[Text extract]
+===+

General Overview on Waltz’s Ideas
Waltz, who can be defined as defensive neorealist, suggests that the primary purpose of states is not to gain strength but to preserve their existence in an anarchical international system. He stresses that the international system rewards states that do not want to dominate the states, but rather protect the status quo. Each state can maintain its position in the system with a status quoist approach and at the end of this process it can ensure its security because of the balance of power in the international system. The balance of power model serves as the regulatory mechanism of the international system, and the security of the international system goes hand in hand with the security of states. (Waltz, 1979, p. 41)
When it comes to nuclear world, Waltz argues that in the case of minor conflict or escalation, nuclear weapons force parties to become more cautious concerning the possibility of deepening of the dispute. Both sides refrain from threatening their adversaries’ vital interest comprehending that even small number of weapons may give rise to catastrophic consequences. There is no point of applying nuclear weapons with offensive purposes, if states know that military and financial centres can be easily bombed as a result of the second-strike attack. (Waltz, 1981, p.19) States would not want to face such a danger for benefits that are very low compared to the cost of war. While the states with the option of preventive or pre-emptive war may have the advantage of first strike as the states of traditional war times, the second strike from other side may cause great damages. Deciders of state that behave rationally would not risk even preventive strike against antagonist who develop nuclear weapons because the probability of being sure that adversary do not have yet ready-to-use weapons is highly low. (Waltz, 1981, p.7) However, it seems that two of the most important human senses are being ignored; fear and panic. Waltz’s thoughts are based on the fear that states do not take the risk of huge damage in return for limited benefits. But, the other side of the coin is that fear, in a moment of panic, may force states to take action irrationally. What if irrational rulers with nuclear weapons see no possibility for their own survive on the threshold of nuclear war? Even if, it can be contended that spread of nuclear weapons may reduce the possibility of full-scale war given the territory between regional adversaries, it is likely to increase aggression of the nuclear power, in particular, states ruled by dictator such as North Korea in which one man has no responsibility to any organizations and law regarding his actions.

+===+

[Extracted material]
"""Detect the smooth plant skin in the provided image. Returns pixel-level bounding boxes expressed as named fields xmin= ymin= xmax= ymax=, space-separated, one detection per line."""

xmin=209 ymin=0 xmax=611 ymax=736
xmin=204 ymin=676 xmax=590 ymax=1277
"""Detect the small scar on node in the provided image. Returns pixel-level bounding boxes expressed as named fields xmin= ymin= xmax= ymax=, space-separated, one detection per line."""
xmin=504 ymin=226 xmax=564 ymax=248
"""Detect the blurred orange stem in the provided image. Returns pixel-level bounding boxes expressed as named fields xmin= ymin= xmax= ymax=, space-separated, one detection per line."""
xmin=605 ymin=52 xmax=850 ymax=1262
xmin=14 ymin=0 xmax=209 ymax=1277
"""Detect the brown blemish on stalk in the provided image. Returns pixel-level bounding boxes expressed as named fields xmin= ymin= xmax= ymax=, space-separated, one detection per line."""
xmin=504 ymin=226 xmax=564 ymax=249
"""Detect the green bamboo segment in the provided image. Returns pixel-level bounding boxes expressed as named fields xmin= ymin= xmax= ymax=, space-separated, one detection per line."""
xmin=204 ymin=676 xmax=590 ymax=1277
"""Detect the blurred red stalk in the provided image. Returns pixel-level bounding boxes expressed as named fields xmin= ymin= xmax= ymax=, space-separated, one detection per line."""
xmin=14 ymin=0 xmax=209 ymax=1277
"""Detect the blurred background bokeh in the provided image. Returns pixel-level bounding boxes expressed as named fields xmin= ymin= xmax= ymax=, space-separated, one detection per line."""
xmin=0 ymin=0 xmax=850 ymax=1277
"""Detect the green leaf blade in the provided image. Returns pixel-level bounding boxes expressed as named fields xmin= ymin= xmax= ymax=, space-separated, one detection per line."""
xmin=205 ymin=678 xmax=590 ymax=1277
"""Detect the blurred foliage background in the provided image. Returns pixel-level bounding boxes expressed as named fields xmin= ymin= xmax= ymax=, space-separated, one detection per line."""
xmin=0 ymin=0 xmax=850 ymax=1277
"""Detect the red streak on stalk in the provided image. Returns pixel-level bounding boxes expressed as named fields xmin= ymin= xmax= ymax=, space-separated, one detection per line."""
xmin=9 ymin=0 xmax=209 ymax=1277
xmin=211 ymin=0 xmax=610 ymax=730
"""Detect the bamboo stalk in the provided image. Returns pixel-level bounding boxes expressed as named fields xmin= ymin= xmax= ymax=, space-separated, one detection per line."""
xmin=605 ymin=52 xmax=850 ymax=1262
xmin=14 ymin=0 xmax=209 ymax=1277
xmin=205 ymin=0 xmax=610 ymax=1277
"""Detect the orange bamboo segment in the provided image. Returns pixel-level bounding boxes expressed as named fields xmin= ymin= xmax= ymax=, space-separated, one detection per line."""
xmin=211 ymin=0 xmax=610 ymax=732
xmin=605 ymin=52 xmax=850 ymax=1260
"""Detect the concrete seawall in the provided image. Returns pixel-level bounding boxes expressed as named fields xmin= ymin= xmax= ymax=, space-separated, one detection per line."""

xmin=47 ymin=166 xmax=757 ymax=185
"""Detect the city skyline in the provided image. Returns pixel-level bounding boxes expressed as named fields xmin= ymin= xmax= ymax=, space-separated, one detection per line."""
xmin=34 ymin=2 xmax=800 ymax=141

+===+

[Instruction 1] Copy the passage on Waltz's ideas, beginning at the words "General Overview on" and stopping after the words "1979, p. 41)".
[Instruction 2] Carry on the passage on Waltz's ideas from its final sentence.
The lines have no connection to the passage on Waltz's ideas.

[Reply 1]
General Overview on Waltz’s Ideas
Waltz, who can be defined as defensive neorealist, suggests that the primary purpose of states is not to gain strength but to preserve their existence in an anarchical international system. He stresses that the international system rewards states that do not want to dominate the states, but rather protect the status quo. Each state can maintain its position in the system with a status quoist approach and at the end of this process it can ensure its security because of the balance of power in the international system. The balance of power model serves as the regulatory mechanism of the international system, and the security of the international system goes hand in hand with the security of states. (Waltz, 1979, p. 41)

[Reply 2]
Pessimists state that nuclear powers did not apply their weapons whatever the reason. On the other hand after the cold war, some regions in the world that have tension arising from religious or ethnic reasons may engender the use of nuclear weapons. First of all, in 1999, Kargil War indicates that nuclear powers can start conventional war against each other. (Sagan, Waltz, 2003, p.96) Furthermore, no one can guarantee that if Slobodan Milosevic, who was the President of the Republic of Serbia during the Bosnian War, had possessed, he would not have applied nuclear weapon option. Long established religious or ethnic disputes and geographic proximity between opponents can create more dangerous situations than the Cold War.
When it comes to states suffering political crisis or civil war, Waltz remarks that ”Nuclear weapons induce caution, especially in weak states.” (Waltz, 1981, p.14) While scud missiles that can hold nuclear warhead have been used during Syrian and Libyan Civil War, it appears that probability of nuclear strike during civil war is being ignored by Waltz. Even more importantly, civil wars create convenient environment for the accidental use of nuclear weapons.
Nuclear Accidents
The other debate, between optimist and pessimist, has stemmed from the probability of nuclear accidents. Waltz argues that nuclear states are more careful concerning their nuclear ammunition owing to risk of accident and anonymous use in both crisis and peace time. (Waltz, 1995, p,9) On the other hand, for a couple of reasons, possibility of accidental war should not be overlooked. First of all, nuclear weapons can be fired as a result of the false warnings during the war. For example, Pakistan or India, that have a geographic proximity, may only have a limited time to decide whether they must retaliate in response to wrongly perceived nuclear attack launched from their enemies.
Second, Inadequate nuclear projects in terms of security increase the likelihood of nuclear accident in states suffering financial matters. It seems that Waltz underemphasises this probability: ”Although some of the new nuclear states may be economically and technically backward, they will either have expert scientists and engineers or they will not be able to produce nuclear weapons.” (Waltz, 1995, p.9) However, states such as North Korea possessing nuclear weapons or Iran that will be able to develop nuclear weapons may ignore the necessities related to safety procedures due to lack of finance and time limit. Because of their threat perception, new proliferators may give more importance to having nuclear weapons as soon as possible than security measures.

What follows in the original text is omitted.